TEXT BLOCK:
——————————

Iron Bowl Loss Ends Rough Season For AU

Coach Tommy Tuberville talks about his team's effort against Alabama and updates the injury situation heading into the offseason.

Auburn, Ala.--The day after was no better for Tommy Tuberville and the Auburn Tigers. After looking back on the 36-0 loss to Alabama in Saturday's Iron Bowl that ended a streak of six consecutive wins in the series, Tuberville said it wasn't what he expected after two good weeks of work on the practice field.

"We thought we had a good gameplan," Tuberville said. "The guys were really focused going into the game. We had a good frame of mind. We felt like we could win the game if we went out and played well running the football and being able to keep them from getting big plays.

"The big thing was the kicking game," he added. "Being able to do some things in the kicking game to keep them from having a short field. I thought the bright spot of the day was our punter (Clinton Durst). Other than one time he did an excellent job of getting us field position."

Much like it has done all season, Auburn's offense misfired even when given opportunities in good field position. Totaling just 170 yards of total offense and turning the ball over three times that directly led to 21 Alabama points, things never got clicking for the offense all season long and Tuberville said it wore on the defense.

"Offensively we didn't do anything to give our defense any hope at all," Tuberville said. "We didn't make many first downs. We had no drives and no big plays. It was just inconsistency that has hurt us all year long. Our defense had to stay on the field quite a bit."

Tuberville didn't deflect everything from the defense though as the unit had a chance to make some plays and didn't come up with them. Early in the game Auburn allowed Alabama to come off its own goal line and flip the field position, eventually kicking a field goal. Throw in a dropped interception where Alabama scored on the next play and it was far from a good performance on that side of the ball either.

"I'm a little disappointed in some of the things we gave up defensively," Tuberville said. "We normally play better man coverage. We turned a couple of receivers loose. We didn't tackle very well. A lot of the credit has to go to Alabama. They played a good football game. They came in with a sense of urgency. You could tell they wanted to end that streak and they did. They've got a good football team that came ready to play and took advantage of the mistakes we made."

Now the Tigers will lick their wounds from a rough 2008 season and head into the offseason with plenty of questions. Many of those surround the health of the team. Only Mario Fannin (stinger) got banged up in the loss to Alabama, but several more players face serious injuries and possible surgery in the coming days and weeks said Tuberville.

"Several will be looked at the next couple of days," Tuberville noted. "Lee Ziemba will be operated on Tuesday morning (knee). He'll be the first guy up. The other will be evaluated depending on when they want to do them.

"He (Ziemba) has had knee problems all year long and has fought through it," he added. "A lot of us would never have done that. He's a tough young man that wanted to play and go through the season. He had struggles mentally and physically. He was having the offsides problems, but it's probably pretty tough. We don't know what you do through with an injury like that in terms of pain going through a game and putting the pressure on it. He's a tough young man and overall, considering the knee, I thought he had a very good sophomore year."

With the likelihood that several more members of the team could have surgery including safety Zac Etheridge, Tuberville has said there is a chance that spring practice could be pushed back in 2009. That would give players such as Aairon Savage, Philip Pierre-Louis, Marcus Jemison, Andre Wadley, Jomarcus Savage and Tray Blackmon more of a chance to come back from injuries this season and go through spring.

——————————

In the Iron Bowl article, list every player named as gaining more of a chance to come back from injuries if spring practice is pushed back in 2009.

INFORMATION SHOWN:
——————————

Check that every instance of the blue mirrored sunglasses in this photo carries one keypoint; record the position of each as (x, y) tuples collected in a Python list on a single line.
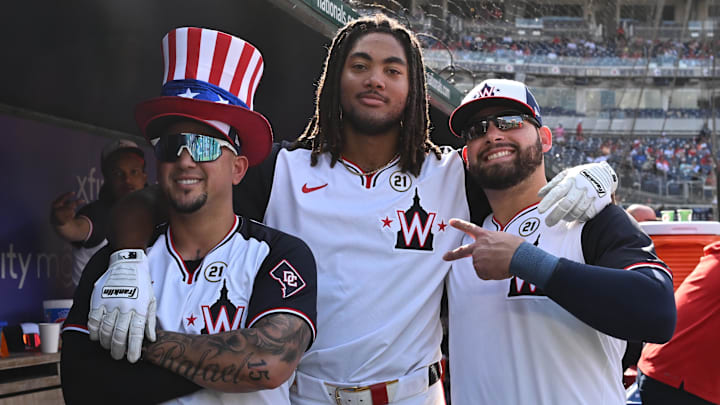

——————————

ANSWER FOR THE TASK: Aairon Savage, Philip Pierre-Louis, Marcus Jemison, Andre Wadley, Jomarcus Savage, Tray Blackmon